### Work instructions
Reproduce every line of the entries below, requests included, but omit the pictures. In the answers, shift each point coordinate up by 5.

•••

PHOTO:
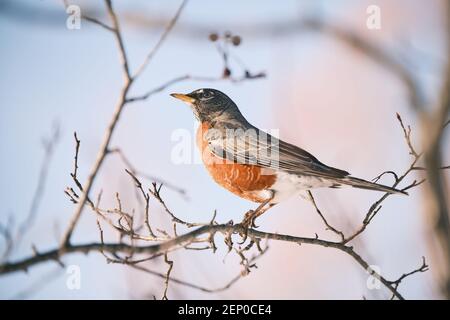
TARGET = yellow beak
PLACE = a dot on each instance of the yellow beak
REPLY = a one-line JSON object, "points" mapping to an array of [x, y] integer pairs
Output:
{"points": [[183, 97]]}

•••

### Expected output
PHOTO:
TARGET = yellow beak
PLACE = a dot on each instance of the yellow beak
REPLY = a one-line JSON object, "points" mapping to an array of [x, y] integer pairs
Output:
{"points": [[188, 102]]}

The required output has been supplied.